DOCUMENT SECTION:
┄┄┄┄┄┄┄┄┄┄┄┄┄┄┄┄┄┄┄┄

I'm a python beginner and I've come across this problem and I'm not sure how I'd go about tackling it.
If I have the following sequence/strings:
GATCCG
GTACGC
How to I count the frequency each letter occurs at each position. ie) G occurs at position one twice in the two sequences, A occurs at position 1 zero times etc.
Any help would be appreciated, thank you!
You can use a combination of defaultdict
and enumerate
like so:
from collections import defaultdict
sequences = ['GATCCG', 'GTACGC']
d = defaultdict(lambda: defaultdict(int)) # d[char][position] = count
for seq in sequences:
for i, char in enumerate(seq): # enum('abc'): [(0,'a'),(1,'b'),(2,'c')]
d[char][i] += 1
d['C'][3] # 2
d['C'][4] # 1
d['C'][5] # 1
This builds a nested defaultdict
that takes the character as first and the position as second key and provides the count of occurrences of said character in said position.
If you want lists of position-counts:
max_len = max(map(len, sequences))
d = defaultdict(lambda: [0]*max_len) # d[char] = [pos0, pos12, ...]
for seq in sequences:
for i, char in enumerate(seq):
d[char][i] += 1
d['G'] # [2, 0, 0, 0, 1, 1]

┄┄┄┄┄┄┄┄┄┄┄┄┄┄┄┄┄┄┄┄

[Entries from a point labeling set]

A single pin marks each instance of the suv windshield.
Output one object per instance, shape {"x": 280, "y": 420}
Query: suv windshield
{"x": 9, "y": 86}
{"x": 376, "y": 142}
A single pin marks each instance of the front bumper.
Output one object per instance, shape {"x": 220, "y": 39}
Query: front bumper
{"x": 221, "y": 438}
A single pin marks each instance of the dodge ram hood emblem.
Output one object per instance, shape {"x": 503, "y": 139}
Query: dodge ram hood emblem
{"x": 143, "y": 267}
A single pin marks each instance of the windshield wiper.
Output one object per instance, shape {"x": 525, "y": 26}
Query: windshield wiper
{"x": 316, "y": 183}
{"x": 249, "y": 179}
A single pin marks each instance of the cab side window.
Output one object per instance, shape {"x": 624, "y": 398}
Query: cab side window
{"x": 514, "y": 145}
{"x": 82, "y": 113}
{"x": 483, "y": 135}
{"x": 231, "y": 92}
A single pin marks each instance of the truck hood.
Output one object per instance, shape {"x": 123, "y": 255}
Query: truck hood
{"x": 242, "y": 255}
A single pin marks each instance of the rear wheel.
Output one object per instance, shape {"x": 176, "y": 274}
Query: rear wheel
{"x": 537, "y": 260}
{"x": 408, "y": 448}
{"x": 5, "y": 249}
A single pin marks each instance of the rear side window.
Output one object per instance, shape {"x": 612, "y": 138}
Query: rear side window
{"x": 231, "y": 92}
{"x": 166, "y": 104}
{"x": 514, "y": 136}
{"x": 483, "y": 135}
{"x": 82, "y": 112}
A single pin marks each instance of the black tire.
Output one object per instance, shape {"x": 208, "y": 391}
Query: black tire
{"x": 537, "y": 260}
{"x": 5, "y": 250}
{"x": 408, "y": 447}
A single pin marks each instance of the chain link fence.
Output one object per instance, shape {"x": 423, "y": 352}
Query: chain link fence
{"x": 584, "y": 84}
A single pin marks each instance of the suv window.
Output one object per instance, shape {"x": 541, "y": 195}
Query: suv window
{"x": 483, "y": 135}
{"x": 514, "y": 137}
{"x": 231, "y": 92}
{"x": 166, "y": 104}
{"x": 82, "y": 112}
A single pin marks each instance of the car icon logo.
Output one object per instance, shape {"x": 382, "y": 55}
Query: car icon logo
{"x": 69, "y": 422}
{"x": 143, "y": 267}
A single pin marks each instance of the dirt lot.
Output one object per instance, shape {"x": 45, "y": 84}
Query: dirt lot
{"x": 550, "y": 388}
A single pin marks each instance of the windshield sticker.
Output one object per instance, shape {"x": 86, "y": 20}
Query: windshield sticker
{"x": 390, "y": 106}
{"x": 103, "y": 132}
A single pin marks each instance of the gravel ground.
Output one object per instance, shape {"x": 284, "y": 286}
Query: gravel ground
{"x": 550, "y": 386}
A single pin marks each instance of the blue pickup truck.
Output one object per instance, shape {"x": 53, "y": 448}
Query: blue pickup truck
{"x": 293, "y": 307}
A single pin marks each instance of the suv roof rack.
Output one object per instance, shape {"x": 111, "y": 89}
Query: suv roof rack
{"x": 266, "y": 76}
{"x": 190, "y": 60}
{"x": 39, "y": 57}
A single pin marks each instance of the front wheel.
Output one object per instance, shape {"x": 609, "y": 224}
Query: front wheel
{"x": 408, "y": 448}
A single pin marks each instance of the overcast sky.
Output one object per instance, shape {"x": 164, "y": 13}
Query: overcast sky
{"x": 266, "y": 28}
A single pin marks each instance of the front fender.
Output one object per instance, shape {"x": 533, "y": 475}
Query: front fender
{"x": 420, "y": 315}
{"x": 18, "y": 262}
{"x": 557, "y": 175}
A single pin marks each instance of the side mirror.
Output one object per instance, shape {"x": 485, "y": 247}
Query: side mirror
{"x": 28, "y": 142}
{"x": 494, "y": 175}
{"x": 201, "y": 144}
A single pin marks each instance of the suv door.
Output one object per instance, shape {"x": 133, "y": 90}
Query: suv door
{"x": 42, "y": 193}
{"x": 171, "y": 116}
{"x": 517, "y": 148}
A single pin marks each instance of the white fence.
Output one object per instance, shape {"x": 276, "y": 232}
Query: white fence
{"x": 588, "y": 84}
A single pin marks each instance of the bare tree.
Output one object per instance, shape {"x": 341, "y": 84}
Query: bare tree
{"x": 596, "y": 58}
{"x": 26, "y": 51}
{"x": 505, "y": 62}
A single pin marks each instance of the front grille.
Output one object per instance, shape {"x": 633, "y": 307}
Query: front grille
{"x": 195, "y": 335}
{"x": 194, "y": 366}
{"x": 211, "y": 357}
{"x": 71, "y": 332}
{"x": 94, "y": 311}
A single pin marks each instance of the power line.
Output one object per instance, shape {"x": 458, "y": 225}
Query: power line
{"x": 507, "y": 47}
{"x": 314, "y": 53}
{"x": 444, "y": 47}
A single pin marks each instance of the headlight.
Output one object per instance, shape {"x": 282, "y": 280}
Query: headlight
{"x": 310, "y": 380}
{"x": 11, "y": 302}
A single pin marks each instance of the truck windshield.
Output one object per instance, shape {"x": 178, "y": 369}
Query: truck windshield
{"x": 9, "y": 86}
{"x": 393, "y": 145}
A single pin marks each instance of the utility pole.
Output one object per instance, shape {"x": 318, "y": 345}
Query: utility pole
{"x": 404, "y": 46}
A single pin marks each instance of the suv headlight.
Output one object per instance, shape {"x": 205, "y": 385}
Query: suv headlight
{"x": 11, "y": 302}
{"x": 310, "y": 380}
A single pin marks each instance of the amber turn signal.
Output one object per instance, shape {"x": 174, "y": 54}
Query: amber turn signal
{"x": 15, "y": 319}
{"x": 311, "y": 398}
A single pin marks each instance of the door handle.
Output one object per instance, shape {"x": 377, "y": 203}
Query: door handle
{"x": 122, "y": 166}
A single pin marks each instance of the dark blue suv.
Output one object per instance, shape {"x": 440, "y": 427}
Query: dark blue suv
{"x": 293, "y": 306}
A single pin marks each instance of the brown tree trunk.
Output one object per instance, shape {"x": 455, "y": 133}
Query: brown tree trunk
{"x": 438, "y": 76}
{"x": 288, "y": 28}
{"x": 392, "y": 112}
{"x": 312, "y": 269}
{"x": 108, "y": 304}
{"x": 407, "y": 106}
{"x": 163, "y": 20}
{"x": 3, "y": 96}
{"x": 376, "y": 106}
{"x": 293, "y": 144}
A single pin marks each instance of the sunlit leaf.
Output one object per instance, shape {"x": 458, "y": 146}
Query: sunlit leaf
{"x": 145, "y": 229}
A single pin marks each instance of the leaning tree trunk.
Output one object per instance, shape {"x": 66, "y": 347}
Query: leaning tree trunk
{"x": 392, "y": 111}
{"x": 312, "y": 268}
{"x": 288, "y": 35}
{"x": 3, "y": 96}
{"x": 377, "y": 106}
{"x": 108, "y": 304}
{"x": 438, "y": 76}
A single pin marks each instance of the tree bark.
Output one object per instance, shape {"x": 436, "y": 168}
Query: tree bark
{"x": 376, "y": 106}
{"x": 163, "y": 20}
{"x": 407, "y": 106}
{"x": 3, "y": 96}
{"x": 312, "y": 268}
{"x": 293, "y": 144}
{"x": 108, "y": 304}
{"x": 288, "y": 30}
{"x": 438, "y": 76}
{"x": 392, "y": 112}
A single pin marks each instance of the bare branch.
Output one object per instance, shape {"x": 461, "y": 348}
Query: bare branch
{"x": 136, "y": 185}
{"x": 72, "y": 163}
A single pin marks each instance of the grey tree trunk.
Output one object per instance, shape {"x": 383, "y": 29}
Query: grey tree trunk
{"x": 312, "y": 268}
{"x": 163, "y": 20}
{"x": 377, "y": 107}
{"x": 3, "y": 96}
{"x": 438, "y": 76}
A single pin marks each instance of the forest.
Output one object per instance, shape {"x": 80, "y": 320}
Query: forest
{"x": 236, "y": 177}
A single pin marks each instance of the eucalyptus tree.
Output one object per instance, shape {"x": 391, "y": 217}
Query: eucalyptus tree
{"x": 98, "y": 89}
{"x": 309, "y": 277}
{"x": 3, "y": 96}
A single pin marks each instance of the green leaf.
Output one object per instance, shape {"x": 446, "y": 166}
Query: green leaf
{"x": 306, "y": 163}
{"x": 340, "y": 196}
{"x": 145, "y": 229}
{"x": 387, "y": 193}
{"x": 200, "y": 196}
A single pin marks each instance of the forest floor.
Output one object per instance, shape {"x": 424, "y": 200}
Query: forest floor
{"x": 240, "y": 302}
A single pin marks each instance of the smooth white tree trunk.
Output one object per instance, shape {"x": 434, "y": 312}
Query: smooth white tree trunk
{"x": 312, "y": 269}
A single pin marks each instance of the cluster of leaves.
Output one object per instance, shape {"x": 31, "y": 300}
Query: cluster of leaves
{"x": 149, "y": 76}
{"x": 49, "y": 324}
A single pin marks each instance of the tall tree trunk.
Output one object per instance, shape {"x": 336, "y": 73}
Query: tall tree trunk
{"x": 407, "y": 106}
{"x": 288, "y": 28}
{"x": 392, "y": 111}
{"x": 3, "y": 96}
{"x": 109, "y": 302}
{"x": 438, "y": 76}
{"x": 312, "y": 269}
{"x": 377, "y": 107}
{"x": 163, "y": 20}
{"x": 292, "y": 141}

┄┄┄┄┄┄┄┄┄┄┄┄┄┄┄┄┄┄┄┄

TASK GOAL: In the thread on counting letters by position, begin at the words "If I have the" and stop after "zero times etc.". Reproduce that passage with "letter" changed to "character".

ANSWER BELOW:
If I have the following sequence/strings:
GATCCG
GTACGC
How to I count the frequency each character occurs at each position. ie) G occurs at position one twice in the two sequences, A occurs at position 1 zero times etc.